━━━━━ EXCERPTED TEXT ━━━━━
# Canon 50D Help.



## Erin Kathleen (Jul 11, 2009)

Hello Everyone.  


I've asked this question before to some, and most are very cruel people who will not help me no matter what.  So I came here.  If I could get an answer from someone who knows my camera, the 50D, I would love it!

I've been into photography for almost four years now.  I have ideas, I know the basics, etc.  However, as far as an SLR goes, I'm still quite the beginner.  I have a Canon EOS 50D, and I would like to know how to get this kind of picture with it:

http://i101.photobucket.com/albums/m66/KadajsFunToy/Love_us_by_6Artificial6.jpg

This person has a 40D camera, the same 50mm 1.4 lens that I have.  Actually, he is what inspired me to get the 50D.  
This picture was taken at 1/99 second
F stop 2.8
ISO: 160

I was told that perhaps he uses an auto setting on his 40D (like the AV, TV or P setting), which is why his shutter speed is a strange number.  Well, I tried using those settings and this is what I got:







That image is kind of blurry, but overall you can see what I'm talking about.  The overall quality is different.  You can see how his is more professional looking, even though minor editing is placed on his photo, and he has the same equipment as I do.

I'm getting extremely frustrated with this, and I just don't know what to do.  I have so many ideas, but I can't put them into my camera until I figure out how to make the photos look like his, professional, crisp, mature.
━━━━━ TASK INPUT ━━━━━
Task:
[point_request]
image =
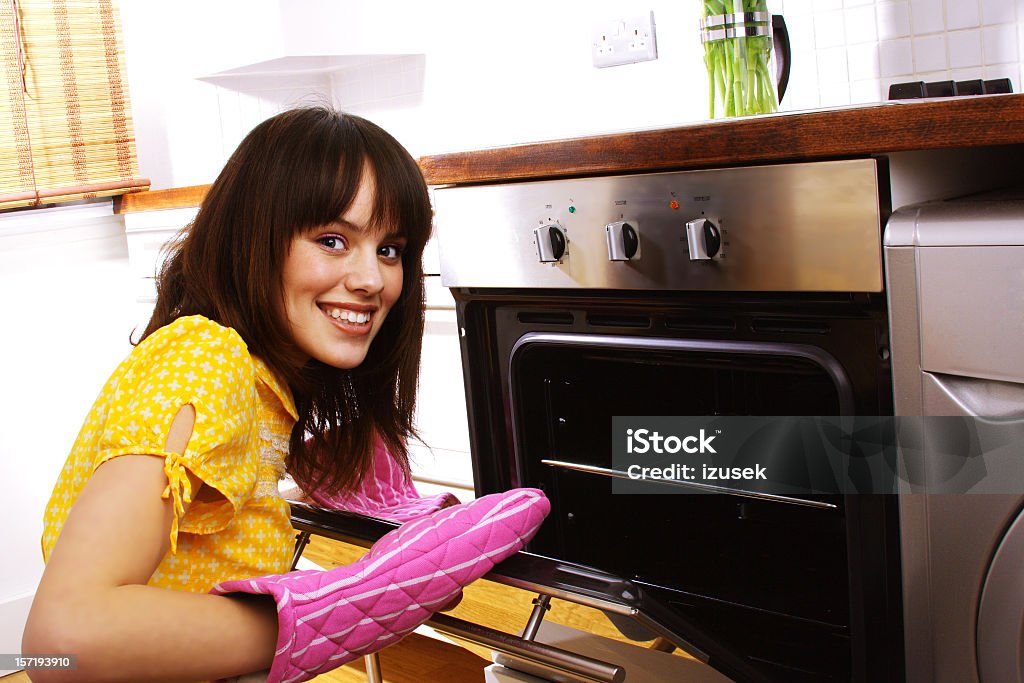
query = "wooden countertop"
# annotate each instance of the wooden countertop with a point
(857, 131)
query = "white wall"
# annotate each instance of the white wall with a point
(67, 316)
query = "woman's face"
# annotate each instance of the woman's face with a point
(340, 281)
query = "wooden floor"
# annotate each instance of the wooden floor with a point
(419, 658)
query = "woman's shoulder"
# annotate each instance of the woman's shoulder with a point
(195, 330)
(196, 336)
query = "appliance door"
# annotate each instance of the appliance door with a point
(772, 579)
(956, 352)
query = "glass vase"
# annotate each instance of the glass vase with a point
(737, 41)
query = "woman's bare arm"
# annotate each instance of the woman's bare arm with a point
(93, 601)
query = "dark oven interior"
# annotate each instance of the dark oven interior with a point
(803, 594)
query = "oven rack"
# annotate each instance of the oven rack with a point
(549, 579)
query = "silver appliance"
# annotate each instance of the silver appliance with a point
(955, 287)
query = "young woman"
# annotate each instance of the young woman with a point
(286, 335)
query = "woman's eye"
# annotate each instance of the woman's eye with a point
(332, 242)
(390, 251)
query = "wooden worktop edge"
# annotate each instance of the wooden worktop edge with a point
(155, 200)
(934, 124)
(948, 123)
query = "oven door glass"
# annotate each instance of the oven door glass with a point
(765, 563)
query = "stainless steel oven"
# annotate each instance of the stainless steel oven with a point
(739, 291)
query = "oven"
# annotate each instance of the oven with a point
(754, 291)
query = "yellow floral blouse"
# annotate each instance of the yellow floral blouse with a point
(244, 416)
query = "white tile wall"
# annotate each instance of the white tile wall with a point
(894, 41)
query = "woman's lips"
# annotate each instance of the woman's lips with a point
(353, 319)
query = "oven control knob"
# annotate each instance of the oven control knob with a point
(623, 241)
(704, 240)
(550, 243)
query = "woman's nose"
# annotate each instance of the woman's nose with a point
(365, 272)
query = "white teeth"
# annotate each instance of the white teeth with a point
(348, 315)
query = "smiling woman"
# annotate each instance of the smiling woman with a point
(340, 281)
(286, 337)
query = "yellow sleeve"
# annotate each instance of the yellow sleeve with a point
(190, 361)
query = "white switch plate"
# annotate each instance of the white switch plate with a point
(625, 42)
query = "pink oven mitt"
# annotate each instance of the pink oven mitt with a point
(326, 619)
(386, 493)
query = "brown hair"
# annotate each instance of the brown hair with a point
(298, 170)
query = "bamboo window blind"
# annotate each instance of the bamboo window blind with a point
(66, 128)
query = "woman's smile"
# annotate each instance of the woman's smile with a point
(339, 283)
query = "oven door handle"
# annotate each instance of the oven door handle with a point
(704, 487)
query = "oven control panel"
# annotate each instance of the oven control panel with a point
(810, 226)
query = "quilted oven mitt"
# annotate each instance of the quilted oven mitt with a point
(387, 493)
(326, 619)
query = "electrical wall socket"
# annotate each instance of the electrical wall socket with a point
(625, 42)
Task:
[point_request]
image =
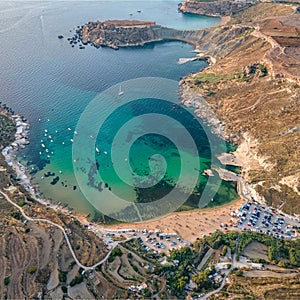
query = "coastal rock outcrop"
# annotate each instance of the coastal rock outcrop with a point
(125, 33)
(214, 8)
(115, 34)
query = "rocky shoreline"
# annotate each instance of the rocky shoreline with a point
(214, 8)
(125, 33)
(10, 152)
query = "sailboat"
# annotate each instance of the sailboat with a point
(120, 91)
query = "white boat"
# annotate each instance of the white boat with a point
(120, 91)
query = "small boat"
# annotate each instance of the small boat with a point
(120, 91)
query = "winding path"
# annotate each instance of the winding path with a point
(64, 233)
(225, 277)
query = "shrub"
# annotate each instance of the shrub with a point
━━━━━
### EXERCISE TASK 1
Answer these from the Canon 50D forum post:
(a) How long has the poster been into photography?
(b) Which camera model does the person who inspired the poster use?
(c) What ISO setting was used for the picture the poster wants to imitate?
### EXERCISE TASK 2
State how many lines of the listing contain the string "edge". Give only the number.
The forum post about the Canon 50D has nothing to do with the listing.

### OUTPUT 1
(a) Almost four years
(b) A 40D
(c) 160

### OUTPUT 2
2